Texte retenu:
--*--
Lorsque les bulles de l’inhumain éclatent

Esclavage en champagne

samedi 11 novembre 2023, par Courant Alternatif

Derrière l’image luxueuse et artisanale du monde du champagne, la vendange est aussi le théâtre de pratiques illégales. Les cas ne manquent pas, cette année encore.


Face à la gare d’Epernay, qui voit débarquer quotidiennement des touristes du monde entier, impossible de passer à côté des petits groupes qui se forment, depuis quelques jours, dans le square Clevedon. Ce mercredi matin, ils ne sont que deux. Ils sont montés en train à Epernay pour faire les vendanges, où ils dorment sous le parking à vélo couvert situé en face de la gare, en attendant. « Des gens viennent. On m’a proposé 60 € pour travailler de 7 heures à 17 heures. » Une pratique totalement illégale, car bien en dessous du Smic horaire, et possiblement non déclarée. Les deux jeunes n’ont pas accepté. D’autres l’ont sans doute fait. Le soir, jusqu’à 20 hommes peuvent se retrouver dans le square, certains après une journée harassante dans les vignes. « Il y en a qui trouvent du boulot, mais ils ne sont pas toujours payés. Je resterai là le temps que je trouve du travail. »
Environ 120 000 vendangeurs sont employés en Champagne. Il existe des conventions collectives différentes, selon que vous travaillez pour un vigneron, un prestataire de service ou une maison membre de l’Union des maisons de champagne (UMC, les grandes marques). Les exploitations viticoles de la Champagne sont régies par la convention collective nationale de la production agricole ainsi que par un accord collectif territorial (convention collective des exploitations viticoles de la Champagne), c’est pourquoi certaines dérogations existent, notamment celles qui sont liées au temps de travail. Les maisons de l’UMC et les prestataires de service relèvent de textes conventionnels différents.

 Durée du temps de travail

Selon le Code rural, les vendanges sont reconnues par l’administration comme des circonstances exceptionnelles dans le cadre d’une dérogation, portant sur la durée maximale de travail hebdomadaire. Chaque année, l’UMC et le Syndicat général des vignerons de la Champagne (SGV) négocient collectivement un allongement de la durée maximale de 48 heures, passant à 60 heures pour les saisonniers de la vigne et à 72 heures pour les travailleurs au pressoir, au transport ou à la cuisine. La durée de travail quotidienne maximale est de 12 heures, et le temps de repos minimum entre deux jours de travail est de 11 heures consécutives (il peut être réduit à 9 heures pour certains postes  : pressoir, cuverie, transport de raisins). La pause payée est de 15 minutes toutes les 5 heures. Le temps du repas doit être au moins de 1 heure. Le temps de trajet entre l’exploitation et la parcelle constitue, d’après l’article 8.1.3 de la convention collective nationale de la production agricole, du temps de travail effectif. Il doit être considéré comme tel lorsque le salarié est amené à passer par l’entreprise (lieu habituel de travail) pour prendre un véhicule, du matériel, des consignes, des produits avant de se rendre dans les vignes.
--*--
Données fournies:
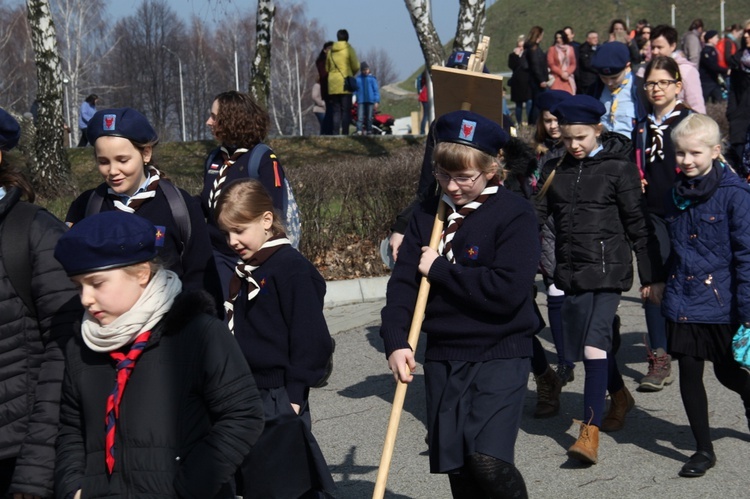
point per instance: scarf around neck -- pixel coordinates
(244, 272)
(689, 191)
(656, 150)
(132, 203)
(457, 214)
(153, 304)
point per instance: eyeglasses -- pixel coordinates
(662, 84)
(460, 181)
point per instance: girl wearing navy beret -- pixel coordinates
(479, 321)
(157, 400)
(124, 143)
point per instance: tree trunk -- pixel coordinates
(260, 72)
(429, 41)
(470, 27)
(51, 171)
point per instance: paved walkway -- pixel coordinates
(350, 416)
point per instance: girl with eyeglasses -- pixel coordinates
(479, 321)
(655, 157)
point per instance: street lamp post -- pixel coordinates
(182, 93)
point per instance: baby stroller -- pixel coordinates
(381, 122)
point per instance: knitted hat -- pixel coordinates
(107, 240)
(124, 122)
(579, 109)
(471, 129)
(611, 58)
(10, 132)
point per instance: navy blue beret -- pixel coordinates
(471, 129)
(549, 99)
(107, 240)
(579, 109)
(611, 58)
(124, 122)
(10, 132)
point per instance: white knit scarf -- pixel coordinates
(153, 304)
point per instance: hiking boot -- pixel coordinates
(565, 372)
(548, 387)
(621, 403)
(659, 371)
(586, 448)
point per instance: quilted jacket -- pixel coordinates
(31, 354)
(709, 269)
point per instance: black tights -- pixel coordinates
(487, 477)
(693, 393)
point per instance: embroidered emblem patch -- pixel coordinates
(161, 231)
(110, 120)
(471, 252)
(467, 130)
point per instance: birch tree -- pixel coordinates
(260, 71)
(471, 19)
(51, 169)
(429, 41)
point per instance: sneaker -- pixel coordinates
(659, 371)
(565, 372)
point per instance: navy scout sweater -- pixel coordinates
(480, 308)
(282, 332)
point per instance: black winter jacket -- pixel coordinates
(189, 415)
(31, 354)
(599, 212)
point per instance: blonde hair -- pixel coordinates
(244, 201)
(698, 127)
(453, 157)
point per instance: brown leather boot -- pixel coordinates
(586, 448)
(548, 387)
(621, 403)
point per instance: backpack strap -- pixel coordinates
(255, 156)
(179, 210)
(16, 250)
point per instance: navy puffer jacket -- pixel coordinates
(709, 269)
(31, 358)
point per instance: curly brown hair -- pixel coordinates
(240, 122)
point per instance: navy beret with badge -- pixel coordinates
(124, 122)
(107, 240)
(550, 98)
(611, 58)
(579, 109)
(10, 131)
(471, 129)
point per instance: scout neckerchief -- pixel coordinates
(229, 160)
(124, 367)
(132, 203)
(456, 217)
(244, 271)
(615, 97)
(657, 132)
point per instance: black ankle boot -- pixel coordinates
(698, 464)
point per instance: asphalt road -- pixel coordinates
(351, 413)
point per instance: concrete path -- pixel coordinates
(350, 416)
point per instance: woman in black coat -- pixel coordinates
(39, 312)
(536, 60)
(520, 93)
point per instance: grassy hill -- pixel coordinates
(506, 19)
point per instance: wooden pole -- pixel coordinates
(400, 395)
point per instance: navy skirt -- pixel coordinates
(286, 462)
(473, 407)
(705, 341)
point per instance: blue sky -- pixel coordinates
(371, 23)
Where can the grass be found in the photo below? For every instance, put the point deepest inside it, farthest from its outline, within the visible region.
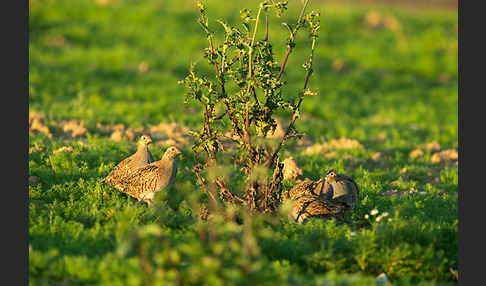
(393, 90)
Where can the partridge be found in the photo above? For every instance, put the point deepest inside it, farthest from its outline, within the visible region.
(139, 159)
(307, 207)
(144, 182)
(308, 187)
(344, 190)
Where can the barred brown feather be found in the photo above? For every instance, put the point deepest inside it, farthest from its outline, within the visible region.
--*--
Travail à faire:
A – D'après le texte sur les vendanges en Champagne, qu'est-ce que le salarié peut devoir prendre à l'entreprise avant de se rendre dans les vignes ? Donnez la liste complète.
B – Poursuivez le texte sur les vendanges en Champagne à partir de sa dernière phrase.
Les enregistrements ne servent à rien ici.

Réponses:
A –
- un véhicule
- du matériel
- des consignes
- des produits

B –
Mais pour l’inspection du travail et le tribunal administratif de Châlons-en-Champagne, les vendanges ne constituent plus des « circonstances exceptionnelles » permettant aux Champenois de suspendre le temps de travail hebdomadaire : le 6 septembre dernier, il a rejeté le recours de la société Moët-Hennessy Champagne Services (MHCS), épinglée pour « manquements aux dispositions relatives à la durée minimale du repos hebdomadaire » : « Chaque semaine, les salariés ont droit à un repos, à prendre le dimanche, d’une durée minimale de vingt-quatre heures consécutives. » Il a de plus épinglé, le même jour, la SRP Viti-Services pour son absence de décompte horaire des heures travaillées, qui constitue un manquement au Code rural.

Hébergement

L’hébergement sous tente est interdit sur les parcelles du viticulteur employeur, mais est toléré sur un terrain ne lui appartenant pas.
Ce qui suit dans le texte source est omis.